* [STATED GOAL] Copy out the entries word for word, everything from the line containing "tag the refrigerator vent" down to the line containing "<point>544,488</point>", both included.

* [MATERIAL FOR THIS TASK]
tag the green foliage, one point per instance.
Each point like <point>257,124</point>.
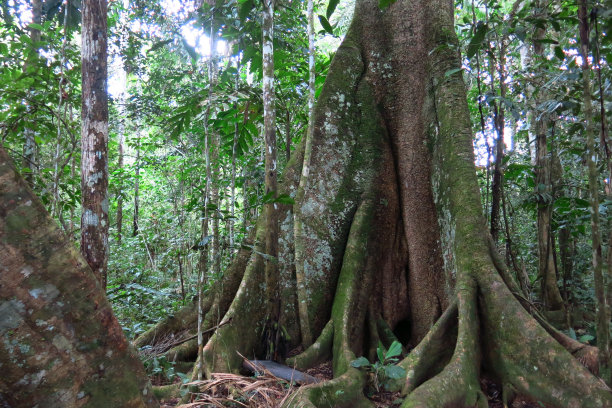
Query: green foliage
<point>384,370</point>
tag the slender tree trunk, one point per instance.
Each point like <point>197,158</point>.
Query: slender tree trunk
<point>499,124</point>
<point>61,345</point>
<point>271,270</point>
<point>94,138</point>
<point>30,147</point>
<point>211,193</point>
<point>135,226</point>
<point>287,135</point>
<point>62,94</point>
<point>232,220</point>
<point>305,329</point>
<point>120,189</point>
<point>551,296</point>
<point>603,323</point>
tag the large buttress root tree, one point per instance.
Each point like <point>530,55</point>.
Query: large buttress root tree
<point>60,345</point>
<point>387,238</point>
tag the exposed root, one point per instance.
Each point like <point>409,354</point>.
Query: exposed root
<point>344,391</point>
<point>385,333</point>
<point>165,392</point>
<point>587,355</point>
<point>458,383</point>
<point>318,352</point>
<point>225,389</point>
<point>181,320</point>
<point>430,356</point>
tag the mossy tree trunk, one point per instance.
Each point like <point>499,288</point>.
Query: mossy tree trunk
<point>60,344</point>
<point>387,232</point>
<point>94,138</point>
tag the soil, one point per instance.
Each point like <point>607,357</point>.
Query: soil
<point>324,372</point>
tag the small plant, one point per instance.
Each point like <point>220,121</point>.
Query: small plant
<point>161,370</point>
<point>385,369</point>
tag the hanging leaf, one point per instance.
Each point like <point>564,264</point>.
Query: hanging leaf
<point>477,40</point>
<point>395,372</point>
<point>383,4</point>
<point>326,26</point>
<point>331,7</point>
<point>158,45</point>
<point>452,71</point>
<point>245,9</point>
<point>360,362</point>
<point>395,349</point>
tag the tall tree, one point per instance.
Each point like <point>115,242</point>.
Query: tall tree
<point>271,185</point>
<point>61,345</point>
<point>393,238</point>
<point>30,147</point>
<point>94,138</point>
<point>540,124</point>
<point>603,318</point>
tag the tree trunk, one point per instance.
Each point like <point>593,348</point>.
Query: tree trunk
<point>391,233</point>
<point>61,345</point>
<point>273,328</point>
<point>603,321</point>
<point>120,189</point>
<point>136,187</point>
<point>30,147</point>
<point>551,296</point>
<point>94,138</point>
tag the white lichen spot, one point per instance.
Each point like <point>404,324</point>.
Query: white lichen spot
<point>89,218</point>
<point>26,271</point>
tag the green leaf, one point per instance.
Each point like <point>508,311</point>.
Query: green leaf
<point>326,26</point>
<point>35,26</point>
<point>158,45</point>
<point>360,362</point>
<point>586,338</point>
<point>245,9</point>
<point>395,372</point>
<point>383,4</point>
<point>452,71</point>
<point>395,349</point>
<point>284,199</point>
<point>380,352</point>
<point>331,7</point>
<point>477,40</point>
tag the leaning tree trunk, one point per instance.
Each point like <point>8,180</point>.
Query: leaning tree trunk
<point>61,345</point>
<point>387,233</point>
<point>94,138</point>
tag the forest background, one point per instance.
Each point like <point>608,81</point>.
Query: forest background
<point>522,64</point>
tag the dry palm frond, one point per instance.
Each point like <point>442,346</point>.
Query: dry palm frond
<point>232,390</point>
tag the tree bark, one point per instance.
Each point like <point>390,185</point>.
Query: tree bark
<point>271,186</point>
<point>135,225</point>
<point>30,147</point>
<point>551,296</point>
<point>603,321</point>
<point>94,138</point>
<point>391,233</point>
<point>61,345</point>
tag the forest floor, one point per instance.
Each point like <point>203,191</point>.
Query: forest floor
<point>267,391</point>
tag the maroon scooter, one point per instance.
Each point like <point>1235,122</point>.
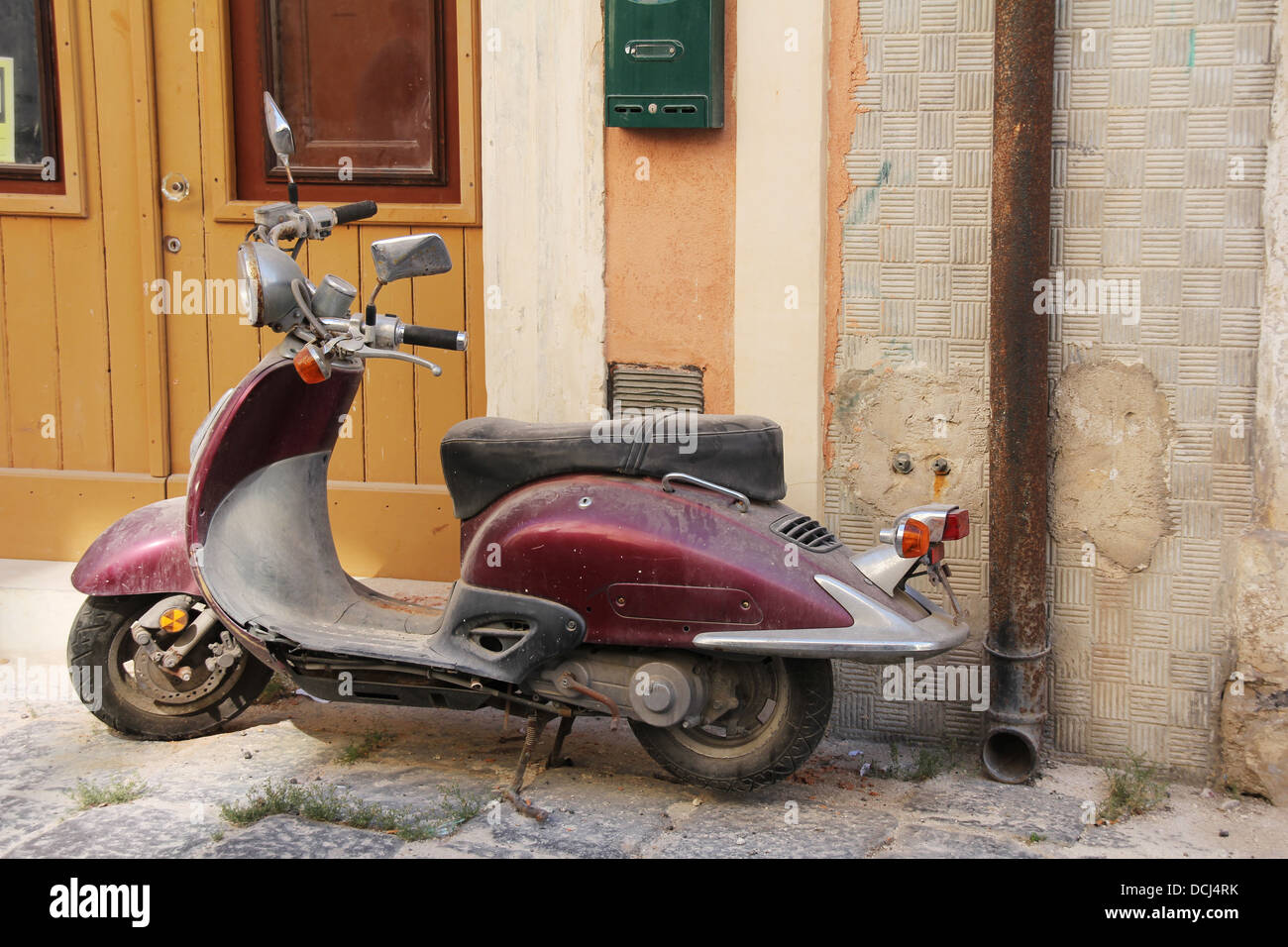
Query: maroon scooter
<point>639,567</point>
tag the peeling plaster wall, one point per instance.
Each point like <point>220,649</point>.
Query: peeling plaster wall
<point>1158,166</point>
<point>541,73</point>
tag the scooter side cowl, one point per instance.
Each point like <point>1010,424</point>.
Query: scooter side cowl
<point>645,567</point>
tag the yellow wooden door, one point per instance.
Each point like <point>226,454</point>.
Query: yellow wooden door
<point>389,509</point>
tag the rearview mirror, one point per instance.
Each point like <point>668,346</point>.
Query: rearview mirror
<point>419,254</point>
<point>278,132</point>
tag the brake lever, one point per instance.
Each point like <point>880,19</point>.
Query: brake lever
<point>368,352</point>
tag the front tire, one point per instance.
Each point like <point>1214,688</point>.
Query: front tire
<point>136,697</point>
<point>784,707</point>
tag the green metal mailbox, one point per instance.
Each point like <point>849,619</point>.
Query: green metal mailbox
<point>664,63</point>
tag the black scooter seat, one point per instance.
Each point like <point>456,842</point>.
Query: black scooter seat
<point>485,458</point>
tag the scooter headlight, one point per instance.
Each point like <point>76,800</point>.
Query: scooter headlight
<point>265,277</point>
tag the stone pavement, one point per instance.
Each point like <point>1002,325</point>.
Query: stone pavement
<point>613,802</point>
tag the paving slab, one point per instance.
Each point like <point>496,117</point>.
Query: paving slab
<point>932,841</point>
<point>1008,809</point>
<point>288,836</point>
<point>128,830</point>
<point>616,801</point>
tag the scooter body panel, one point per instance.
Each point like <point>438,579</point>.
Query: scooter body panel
<point>270,416</point>
<point>652,569</point>
<point>143,552</point>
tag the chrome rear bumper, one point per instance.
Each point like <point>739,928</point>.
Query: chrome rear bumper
<point>876,633</point>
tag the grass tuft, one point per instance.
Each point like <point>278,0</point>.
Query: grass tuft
<point>325,802</point>
<point>1133,789</point>
<point>90,795</point>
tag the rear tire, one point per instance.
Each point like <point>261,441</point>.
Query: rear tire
<point>99,655</point>
<point>785,705</point>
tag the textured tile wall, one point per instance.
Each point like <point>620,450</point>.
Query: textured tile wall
<point>1159,121</point>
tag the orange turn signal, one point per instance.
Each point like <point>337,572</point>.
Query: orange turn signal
<point>913,539</point>
<point>310,365</point>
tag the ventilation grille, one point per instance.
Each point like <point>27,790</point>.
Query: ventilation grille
<point>642,388</point>
<point>806,534</point>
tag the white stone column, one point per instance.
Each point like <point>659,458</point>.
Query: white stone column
<point>542,192</point>
<point>781,95</point>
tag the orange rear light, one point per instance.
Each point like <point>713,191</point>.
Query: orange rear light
<point>913,539</point>
<point>957,525</point>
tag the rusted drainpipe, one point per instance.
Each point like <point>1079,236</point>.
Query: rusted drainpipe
<point>1018,639</point>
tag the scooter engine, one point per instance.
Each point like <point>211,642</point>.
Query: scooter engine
<point>658,688</point>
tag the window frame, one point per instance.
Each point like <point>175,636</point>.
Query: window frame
<point>65,195</point>
<point>47,51</point>
<point>460,208</point>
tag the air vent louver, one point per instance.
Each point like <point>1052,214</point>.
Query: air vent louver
<point>806,534</point>
<point>643,388</point>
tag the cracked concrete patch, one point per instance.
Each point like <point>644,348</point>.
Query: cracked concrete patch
<point>1111,441</point>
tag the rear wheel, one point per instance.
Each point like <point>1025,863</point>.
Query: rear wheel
<point>776,722</point>
<point>130,693</point>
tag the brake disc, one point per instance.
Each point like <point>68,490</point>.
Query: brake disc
<point>162,688</point>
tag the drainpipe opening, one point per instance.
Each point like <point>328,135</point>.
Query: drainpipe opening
<point>1010,755</point>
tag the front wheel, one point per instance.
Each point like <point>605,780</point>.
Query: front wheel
<point>781,710</point>
<point>128,692</point>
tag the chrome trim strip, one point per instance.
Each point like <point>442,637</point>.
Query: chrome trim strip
<point>876,633</point>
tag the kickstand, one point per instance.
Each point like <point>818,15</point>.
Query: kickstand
<point>557,758</point>
<point>536,723</point>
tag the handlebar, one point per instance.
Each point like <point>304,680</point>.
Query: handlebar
<point>361,210</point>
<point>434,338</point>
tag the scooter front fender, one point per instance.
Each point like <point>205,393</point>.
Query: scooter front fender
<point>141,553</point>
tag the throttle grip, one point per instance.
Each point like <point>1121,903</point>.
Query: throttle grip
<point>434,338</point>
<point>361,210</point>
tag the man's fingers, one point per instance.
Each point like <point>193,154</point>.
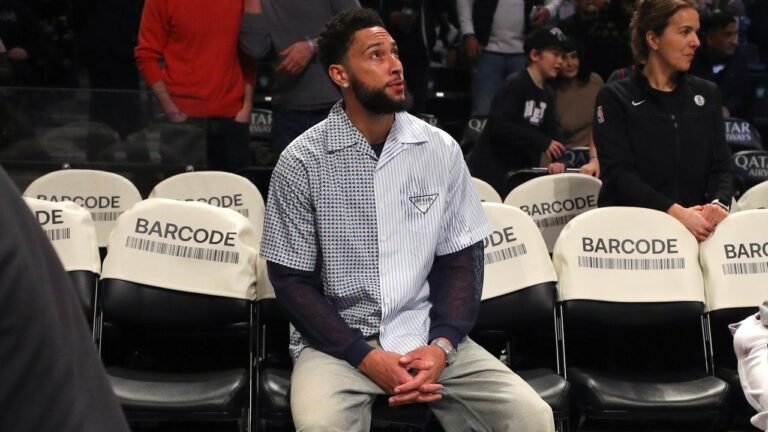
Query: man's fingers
<point>430,388</point>
<point>414,384</point>
<point>419,364</point>
<point>403,399</point>
<point>414,397</point>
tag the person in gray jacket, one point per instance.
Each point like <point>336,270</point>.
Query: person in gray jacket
<point>302,94</point>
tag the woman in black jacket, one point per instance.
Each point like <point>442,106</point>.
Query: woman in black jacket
<point>659,132</point>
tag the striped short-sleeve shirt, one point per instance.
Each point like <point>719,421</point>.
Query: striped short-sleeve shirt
<point>373,224</point>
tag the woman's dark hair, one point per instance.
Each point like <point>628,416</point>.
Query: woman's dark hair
<point>653,16</point>
<point>572,45</point>
<point>337,37</point>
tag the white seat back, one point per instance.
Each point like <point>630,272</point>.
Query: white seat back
<point>754,198</point>
<point>628,255</point>
<point>184,246</point>
<point>485,191</point>
<point>553,200</point>
<point>105,195</point>
<point>516,256</point>
<point>71,231</point>
<point>217,188</point>
<point>225,190</point>
<point>735,261</point>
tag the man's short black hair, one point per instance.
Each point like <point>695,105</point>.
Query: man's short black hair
<point>717,21</point>
<point>337,37</point>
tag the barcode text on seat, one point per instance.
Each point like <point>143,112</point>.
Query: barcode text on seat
<point>507,253</point>
<point>631,263</point>
<point>182,251</point>
<point>57,234</point>
<point>745,268</point>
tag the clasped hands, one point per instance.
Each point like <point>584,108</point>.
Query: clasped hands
<point>409,378</point>
<point>700,220</point>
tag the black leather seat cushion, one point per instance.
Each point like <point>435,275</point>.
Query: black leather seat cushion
<point>553,388</point>
<point>628,396</point>
<point>275,390</point>
<point>223,391</point>
<point>742,409</point>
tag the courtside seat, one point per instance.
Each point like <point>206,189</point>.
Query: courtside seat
<point>518,304</point>
<point>71,231</point>
<point>553,200</point>
<point>225,190</point>
<point>736,280</point>
<point>178,286</point>
<point>485,191</point>
<point>105,195</point>
<point>631,304</point>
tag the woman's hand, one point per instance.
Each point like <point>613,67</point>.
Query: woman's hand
<point>693,219</point>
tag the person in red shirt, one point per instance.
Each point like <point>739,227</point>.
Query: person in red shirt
<point>203,74</point>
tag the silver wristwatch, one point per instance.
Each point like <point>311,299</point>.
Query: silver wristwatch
<point>450,351</point>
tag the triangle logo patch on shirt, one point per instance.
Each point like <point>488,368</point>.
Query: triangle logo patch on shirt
<point>423,202</point>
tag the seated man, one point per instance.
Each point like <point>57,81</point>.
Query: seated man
<point>373,237</point>
<point>720,60</point>
<point>523,121</point>
<point>52,377</point>
<point>750,341</point>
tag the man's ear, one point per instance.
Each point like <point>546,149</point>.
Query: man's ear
<point>338,75</point>
<point>653,40</point>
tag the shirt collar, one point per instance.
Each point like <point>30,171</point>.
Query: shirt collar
<point>342,133</point>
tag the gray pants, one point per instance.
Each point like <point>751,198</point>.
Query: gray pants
<point>480,394</point>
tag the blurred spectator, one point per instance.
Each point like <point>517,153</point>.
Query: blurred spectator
<point>576,89</point>
<point>20,32</point>
<point>411,24</point>
<point>303,94</point>
<point>602,28</point>
<point>523,122</point>
<point>758,31</point>
<point>6,75</point>
<point>52,377</point>
<point>106,34</point>
<point>721,60</point>
<point>494,31</point>
<point>203,74</point>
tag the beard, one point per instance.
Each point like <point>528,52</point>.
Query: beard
<point>377,101</point>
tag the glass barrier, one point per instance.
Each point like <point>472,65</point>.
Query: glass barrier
<point>126,132</point>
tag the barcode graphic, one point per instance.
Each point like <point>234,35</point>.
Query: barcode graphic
<point>105,216</point>
<point>632,263</point>
<point>57,234</point>
<point>513,251</point>
<point>746,268</point>
<point>561,220</point>
<point>191,252</point>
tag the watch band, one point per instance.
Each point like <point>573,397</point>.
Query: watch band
<point>450,351</point>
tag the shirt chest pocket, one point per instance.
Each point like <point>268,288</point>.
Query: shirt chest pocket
<point>423,209</point>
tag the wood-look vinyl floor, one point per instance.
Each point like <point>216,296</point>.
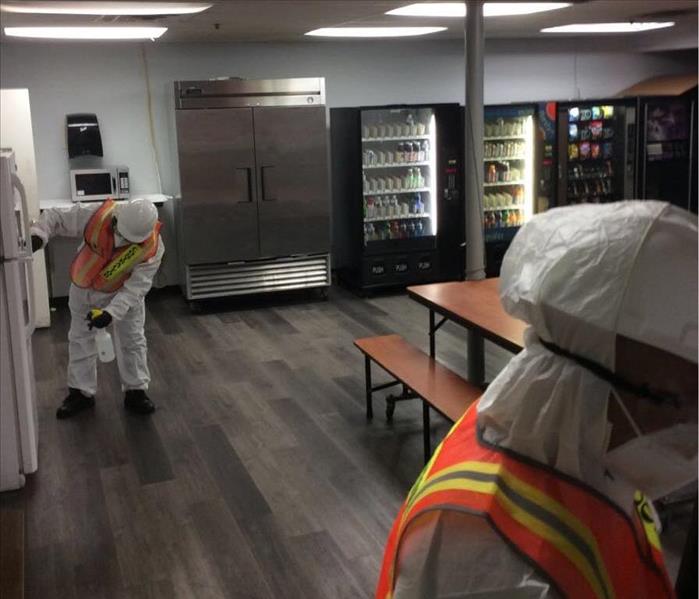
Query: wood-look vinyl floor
<point>257,477</point>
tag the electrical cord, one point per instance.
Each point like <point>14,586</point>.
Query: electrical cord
<point>151,127</point>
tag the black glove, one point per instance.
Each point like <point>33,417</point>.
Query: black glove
<point>98,319</point>
<point>37,243</point>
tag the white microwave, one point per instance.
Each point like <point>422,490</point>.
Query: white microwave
<point>90,184</point>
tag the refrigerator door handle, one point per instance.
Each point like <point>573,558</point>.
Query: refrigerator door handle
<point>27,255</point>
<point>262,182</point>
<point>248,183</point>
<point>17,184</point>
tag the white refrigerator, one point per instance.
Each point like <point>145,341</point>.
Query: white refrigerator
<point>18,412</point>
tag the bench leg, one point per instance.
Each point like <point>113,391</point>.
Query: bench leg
<point>367,378</point>
<point>426,430</point>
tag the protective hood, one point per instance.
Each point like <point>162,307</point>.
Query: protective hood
<point>580,276</point>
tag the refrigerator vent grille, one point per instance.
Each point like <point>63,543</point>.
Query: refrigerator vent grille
<point>259,276</point>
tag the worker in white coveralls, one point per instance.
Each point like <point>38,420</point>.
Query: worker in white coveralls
<point>111,275</point>
<point>544,488</point>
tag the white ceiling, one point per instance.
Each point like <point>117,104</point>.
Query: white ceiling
<point>288,20</point>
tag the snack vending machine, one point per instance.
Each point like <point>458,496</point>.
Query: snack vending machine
<point>597,151</point>
<point>667,136</point>
<point>509,177</point>
<point>397,209</point>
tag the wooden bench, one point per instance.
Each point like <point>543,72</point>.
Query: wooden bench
<point>421,376</point>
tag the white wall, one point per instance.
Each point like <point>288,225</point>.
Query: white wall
<point>109,80</point>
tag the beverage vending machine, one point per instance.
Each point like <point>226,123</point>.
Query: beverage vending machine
<point>510,177</point>
<point>397,207</point>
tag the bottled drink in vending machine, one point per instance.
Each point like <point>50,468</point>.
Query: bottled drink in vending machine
<point>419,205</point>
<point>400,153</point>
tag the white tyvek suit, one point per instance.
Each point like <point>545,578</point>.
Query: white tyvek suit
<point>579,276</point>
<point>126,306</point>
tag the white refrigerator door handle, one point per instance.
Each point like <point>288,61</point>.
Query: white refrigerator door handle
<point>27,256</point>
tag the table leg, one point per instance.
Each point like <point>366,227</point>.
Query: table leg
<point>426,430</point>
<point>367,379</point>
<point>476,358</point>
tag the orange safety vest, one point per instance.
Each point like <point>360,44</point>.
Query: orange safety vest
<point>98,265</point>
<point>584,544</point>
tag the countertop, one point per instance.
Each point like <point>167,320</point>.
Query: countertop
<point>157,198</point>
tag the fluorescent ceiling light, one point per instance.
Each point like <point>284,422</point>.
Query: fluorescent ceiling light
<point>490,9</point>
<point>373,31</point>
<point>87,33</point>
<point>607,27</point>
<point>105,8</point>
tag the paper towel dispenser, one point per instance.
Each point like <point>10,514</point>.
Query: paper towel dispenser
<point>84,137</point>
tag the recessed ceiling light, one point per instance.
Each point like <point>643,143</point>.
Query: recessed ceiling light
<point>490,9</point>
<point>105,8</point>
<point>373,31</point>
<point>87,33</point>
<point>607,27</point>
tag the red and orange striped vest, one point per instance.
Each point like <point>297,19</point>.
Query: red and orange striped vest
<point>583,544</point>
<point>99,265</point>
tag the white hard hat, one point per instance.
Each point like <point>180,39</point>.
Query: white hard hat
<point>582,275</point>
<point>136,219</point>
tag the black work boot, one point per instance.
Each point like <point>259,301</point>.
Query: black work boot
<point>136,400</point>
<point>74,403</point>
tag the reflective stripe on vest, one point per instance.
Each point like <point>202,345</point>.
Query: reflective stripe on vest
<point>98,265</point>
<point>586,546</point>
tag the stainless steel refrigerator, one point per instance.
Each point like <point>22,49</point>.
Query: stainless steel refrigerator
<point>254,214</point>
<point>18,417</point>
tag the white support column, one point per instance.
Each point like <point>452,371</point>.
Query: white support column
<point>474,44</point>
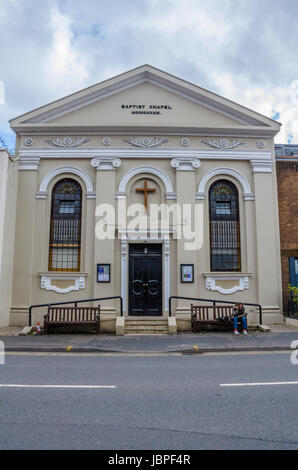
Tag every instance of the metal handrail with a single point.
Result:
(75, 302)
(214, 304)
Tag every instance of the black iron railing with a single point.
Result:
(292, 308)
(75, 302)
(214, 303)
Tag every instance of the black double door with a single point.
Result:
(145, 279)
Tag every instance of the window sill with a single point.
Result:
(62, 282)
(227, 282)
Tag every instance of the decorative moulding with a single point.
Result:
(67, 142)
(28, 141)
(261, 144)
(243, 282)
(46, 283)
(185, 141)
(106, 163)
(146, 142)
(107, 141)
(261, 166)
(223, 143)
(185, 163)
(29, 163)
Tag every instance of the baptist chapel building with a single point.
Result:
(96, 166)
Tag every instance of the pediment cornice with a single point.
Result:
(41, 118)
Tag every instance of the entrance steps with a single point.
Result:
(146, 326)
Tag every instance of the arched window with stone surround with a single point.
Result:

* [EXERCISE ANSWER]
tag the refrigerator vent grille, one point per instance.
Each point like <point>63,543</point>.
Query: refrigerator vent grille
<point>259,276</point>
tag the worker in white coveralls, one point per instance.
Each point like <point>38,420</point>.
Query: worker in white coveralls
<point>111,275</point>
<point>544,488</point>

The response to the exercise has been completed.